Texte à lire.

# conseil choix apple tv 1G ou 2G



## bardetflorian (7 Mars 2012)

Bonjour,

après avoir écrémé pendant plusieurs jours le net pour trouver la config idéale, je m'en remets à vous pour me conseiller sur le choix d'une apple TV 1G ou 2G. 

Matériel existant:
  -MacBook sous Lion
  -Portable sous Windows 7
  -Un DD externe USB
  -Une neufBox
  -Un ampli audio+enceinte
  -Une TV HD

Ce que je souhaite dans un premier temps c'est pouvoir envoyer la musique venant de Spotify depuis mon mac ou mon PC vers mes enceintes sans utiliser de câble. Pour cela il y a Airfoil pour streamer vers une atv.

Exercices.
1. Dans le texte à lire, quel logiciel est cité pour diffuser la musique en streaming vers une Apple TV ?
2. Dans les enregistrements, recopiez la partie qui s'ouvre sur la ligne contenant « Where is each instance of the black microwave » et se ferme sur la ligne contenant « point(168, 138) », en remplaçant « apiece » par « each » et en laissant tout le reste intact.

Extrait de données.
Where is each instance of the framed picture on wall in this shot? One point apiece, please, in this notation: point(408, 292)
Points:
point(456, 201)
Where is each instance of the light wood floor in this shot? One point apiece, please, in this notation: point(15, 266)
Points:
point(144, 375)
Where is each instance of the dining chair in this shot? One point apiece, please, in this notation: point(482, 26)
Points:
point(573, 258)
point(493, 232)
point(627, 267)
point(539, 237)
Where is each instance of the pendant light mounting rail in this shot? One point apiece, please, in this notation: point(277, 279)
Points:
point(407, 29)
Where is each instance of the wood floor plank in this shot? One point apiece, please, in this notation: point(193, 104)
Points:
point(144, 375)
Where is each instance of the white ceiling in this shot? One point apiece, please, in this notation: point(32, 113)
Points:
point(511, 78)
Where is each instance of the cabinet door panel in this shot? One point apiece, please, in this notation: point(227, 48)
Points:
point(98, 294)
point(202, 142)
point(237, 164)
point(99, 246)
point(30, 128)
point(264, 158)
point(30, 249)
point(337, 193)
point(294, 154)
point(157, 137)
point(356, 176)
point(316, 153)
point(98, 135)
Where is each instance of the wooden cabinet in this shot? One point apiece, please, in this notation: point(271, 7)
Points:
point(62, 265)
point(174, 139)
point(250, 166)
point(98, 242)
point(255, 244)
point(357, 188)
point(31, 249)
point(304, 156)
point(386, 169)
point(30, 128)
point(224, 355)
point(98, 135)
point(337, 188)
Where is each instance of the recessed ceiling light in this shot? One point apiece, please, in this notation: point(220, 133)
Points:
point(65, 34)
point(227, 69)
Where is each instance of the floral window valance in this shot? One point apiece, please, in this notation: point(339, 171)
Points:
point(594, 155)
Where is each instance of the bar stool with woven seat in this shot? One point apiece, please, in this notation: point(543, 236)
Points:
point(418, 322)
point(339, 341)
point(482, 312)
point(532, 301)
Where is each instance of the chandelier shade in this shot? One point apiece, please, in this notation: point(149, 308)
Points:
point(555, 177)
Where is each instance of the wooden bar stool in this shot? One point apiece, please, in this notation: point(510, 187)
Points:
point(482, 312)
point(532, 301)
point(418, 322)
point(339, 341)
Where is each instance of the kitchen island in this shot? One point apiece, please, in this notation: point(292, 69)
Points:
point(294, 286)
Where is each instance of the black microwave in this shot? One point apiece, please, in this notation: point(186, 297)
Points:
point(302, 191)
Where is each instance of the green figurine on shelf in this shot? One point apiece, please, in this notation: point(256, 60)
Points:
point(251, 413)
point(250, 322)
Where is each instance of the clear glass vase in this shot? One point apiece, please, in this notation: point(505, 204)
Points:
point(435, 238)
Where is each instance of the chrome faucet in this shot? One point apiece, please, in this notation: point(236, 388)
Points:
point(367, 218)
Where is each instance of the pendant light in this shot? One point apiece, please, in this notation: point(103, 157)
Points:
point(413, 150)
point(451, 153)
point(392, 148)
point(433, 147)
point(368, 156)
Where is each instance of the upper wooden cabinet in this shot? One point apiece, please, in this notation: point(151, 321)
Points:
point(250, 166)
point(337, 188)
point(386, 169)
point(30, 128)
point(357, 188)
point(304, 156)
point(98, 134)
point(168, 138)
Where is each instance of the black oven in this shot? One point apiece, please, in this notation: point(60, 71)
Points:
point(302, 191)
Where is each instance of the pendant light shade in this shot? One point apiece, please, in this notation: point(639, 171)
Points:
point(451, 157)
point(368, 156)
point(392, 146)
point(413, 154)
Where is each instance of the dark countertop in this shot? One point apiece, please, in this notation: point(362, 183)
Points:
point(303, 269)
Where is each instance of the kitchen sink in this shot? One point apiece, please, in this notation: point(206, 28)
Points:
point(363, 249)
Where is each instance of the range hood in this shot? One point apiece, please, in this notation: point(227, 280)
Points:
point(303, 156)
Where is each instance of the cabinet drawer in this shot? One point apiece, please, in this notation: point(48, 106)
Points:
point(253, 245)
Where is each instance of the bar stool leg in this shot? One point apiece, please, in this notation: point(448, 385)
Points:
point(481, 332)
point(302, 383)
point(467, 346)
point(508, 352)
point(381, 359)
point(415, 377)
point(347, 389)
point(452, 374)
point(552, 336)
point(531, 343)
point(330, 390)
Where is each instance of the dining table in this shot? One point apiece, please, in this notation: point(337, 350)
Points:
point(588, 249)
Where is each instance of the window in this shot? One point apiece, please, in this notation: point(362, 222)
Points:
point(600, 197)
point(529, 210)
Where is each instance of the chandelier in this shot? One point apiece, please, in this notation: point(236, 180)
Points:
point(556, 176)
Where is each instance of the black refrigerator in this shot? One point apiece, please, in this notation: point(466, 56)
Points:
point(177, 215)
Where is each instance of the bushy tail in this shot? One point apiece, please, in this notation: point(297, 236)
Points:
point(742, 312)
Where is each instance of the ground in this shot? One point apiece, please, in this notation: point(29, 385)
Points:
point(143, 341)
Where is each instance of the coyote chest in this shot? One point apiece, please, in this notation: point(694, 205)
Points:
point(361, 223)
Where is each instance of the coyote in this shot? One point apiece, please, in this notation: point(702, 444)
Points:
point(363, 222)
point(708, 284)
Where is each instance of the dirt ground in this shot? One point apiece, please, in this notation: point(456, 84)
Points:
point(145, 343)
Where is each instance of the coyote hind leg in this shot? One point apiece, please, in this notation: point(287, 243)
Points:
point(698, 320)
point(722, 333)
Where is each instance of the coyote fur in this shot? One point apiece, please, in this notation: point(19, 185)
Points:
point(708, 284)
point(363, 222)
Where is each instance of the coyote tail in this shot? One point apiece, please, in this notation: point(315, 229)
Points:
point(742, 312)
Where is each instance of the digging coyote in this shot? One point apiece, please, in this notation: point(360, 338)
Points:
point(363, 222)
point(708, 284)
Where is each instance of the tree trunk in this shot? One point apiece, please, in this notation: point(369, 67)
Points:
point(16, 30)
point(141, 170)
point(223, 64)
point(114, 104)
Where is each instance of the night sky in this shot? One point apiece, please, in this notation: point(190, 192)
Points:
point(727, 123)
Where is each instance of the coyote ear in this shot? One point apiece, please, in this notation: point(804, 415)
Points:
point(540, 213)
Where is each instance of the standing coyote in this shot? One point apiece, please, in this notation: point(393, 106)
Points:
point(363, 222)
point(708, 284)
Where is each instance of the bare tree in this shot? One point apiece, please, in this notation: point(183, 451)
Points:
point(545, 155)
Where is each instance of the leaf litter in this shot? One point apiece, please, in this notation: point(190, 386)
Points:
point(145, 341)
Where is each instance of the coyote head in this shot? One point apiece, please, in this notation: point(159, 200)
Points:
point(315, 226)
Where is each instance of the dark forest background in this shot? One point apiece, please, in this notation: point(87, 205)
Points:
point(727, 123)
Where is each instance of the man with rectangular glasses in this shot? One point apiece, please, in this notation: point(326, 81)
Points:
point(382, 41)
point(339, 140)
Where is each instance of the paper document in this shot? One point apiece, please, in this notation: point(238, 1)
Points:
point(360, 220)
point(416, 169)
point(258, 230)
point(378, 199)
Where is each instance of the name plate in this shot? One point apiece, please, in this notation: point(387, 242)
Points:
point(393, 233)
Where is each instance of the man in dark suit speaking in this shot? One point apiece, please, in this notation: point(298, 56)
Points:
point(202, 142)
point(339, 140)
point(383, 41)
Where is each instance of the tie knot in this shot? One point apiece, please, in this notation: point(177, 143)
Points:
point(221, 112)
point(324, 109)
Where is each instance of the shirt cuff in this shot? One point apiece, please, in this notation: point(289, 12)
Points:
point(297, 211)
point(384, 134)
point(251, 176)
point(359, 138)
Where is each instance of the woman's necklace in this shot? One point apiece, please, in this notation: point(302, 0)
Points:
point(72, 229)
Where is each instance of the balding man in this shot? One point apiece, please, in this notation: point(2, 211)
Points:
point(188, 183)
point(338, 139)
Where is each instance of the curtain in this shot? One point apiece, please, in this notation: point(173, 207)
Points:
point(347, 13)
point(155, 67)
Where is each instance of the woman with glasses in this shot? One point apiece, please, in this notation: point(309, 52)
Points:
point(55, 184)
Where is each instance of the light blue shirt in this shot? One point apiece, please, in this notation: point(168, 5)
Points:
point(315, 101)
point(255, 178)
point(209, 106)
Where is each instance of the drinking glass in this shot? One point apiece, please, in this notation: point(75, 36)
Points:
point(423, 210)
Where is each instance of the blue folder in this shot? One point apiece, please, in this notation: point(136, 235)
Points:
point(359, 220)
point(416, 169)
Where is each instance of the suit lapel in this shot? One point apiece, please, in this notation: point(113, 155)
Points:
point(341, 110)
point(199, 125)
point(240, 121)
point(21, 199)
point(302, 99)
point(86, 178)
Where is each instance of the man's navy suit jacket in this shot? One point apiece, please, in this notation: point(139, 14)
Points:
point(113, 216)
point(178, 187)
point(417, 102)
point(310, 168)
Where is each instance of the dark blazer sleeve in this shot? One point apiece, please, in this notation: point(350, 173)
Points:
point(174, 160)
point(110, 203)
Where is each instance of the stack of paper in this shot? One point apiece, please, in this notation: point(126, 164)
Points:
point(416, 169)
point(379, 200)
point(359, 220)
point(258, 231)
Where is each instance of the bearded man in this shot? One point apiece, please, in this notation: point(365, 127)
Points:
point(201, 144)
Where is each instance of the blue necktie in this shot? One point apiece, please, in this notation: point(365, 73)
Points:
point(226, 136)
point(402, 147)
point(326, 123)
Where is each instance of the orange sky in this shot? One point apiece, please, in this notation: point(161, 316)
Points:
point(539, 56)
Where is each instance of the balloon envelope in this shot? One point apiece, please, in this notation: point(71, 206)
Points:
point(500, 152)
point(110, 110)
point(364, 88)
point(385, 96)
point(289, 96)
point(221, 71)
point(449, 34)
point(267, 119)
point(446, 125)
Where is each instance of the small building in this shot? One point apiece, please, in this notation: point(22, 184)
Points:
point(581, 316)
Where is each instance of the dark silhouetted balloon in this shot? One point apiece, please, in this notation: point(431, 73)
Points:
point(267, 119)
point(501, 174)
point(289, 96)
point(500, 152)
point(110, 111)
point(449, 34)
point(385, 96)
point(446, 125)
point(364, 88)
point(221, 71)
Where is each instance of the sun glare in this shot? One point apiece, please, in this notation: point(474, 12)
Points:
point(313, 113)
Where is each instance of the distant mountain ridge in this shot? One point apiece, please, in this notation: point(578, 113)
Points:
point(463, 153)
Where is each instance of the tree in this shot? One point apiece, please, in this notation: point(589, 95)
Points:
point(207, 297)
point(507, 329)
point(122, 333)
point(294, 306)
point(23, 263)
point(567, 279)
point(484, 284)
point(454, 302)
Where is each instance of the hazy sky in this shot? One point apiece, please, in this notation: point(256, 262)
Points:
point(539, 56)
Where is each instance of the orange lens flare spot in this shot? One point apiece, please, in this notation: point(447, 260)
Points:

Corrigés détaillés.
1. Airfoil.

2.
Where is each instance of the black microwave in this shot? One point each, please, in this notation: point(186, 297)
Points:
point(302, 191)
Where is each instance of the green figurine on shelf in this shot? One point each, please, in this notation: point(256, 60)
Points:
point(251, 413)
point(250, 322)
Where is each instance of the clear glass vase in this shot? One point each, please, in this notation: point(505, 204)
Points:
point(435, 238)
Where is each instance of the chrome faucet in this shot? One point each, please, in this notation: point(236, 388)
Points:
point(367, 218)
Where is each instance of the pendant light in this shot? One point each, please, in this notation: point(103, 157)
Points:
point(413, 150)
point(451, 153)
point(392, 148)
point(433, 147)
point(368, 156)
Where is each instance of the upper wooden cabinet in this shot? One point each, please, in this notation: point(151, 321)
Points:
point(250, 166)
point(337, 188)
point(386, 169)
point(30, 128)
point(357, 188)
point(304, 156)
point(98, 134)
point(168, 138)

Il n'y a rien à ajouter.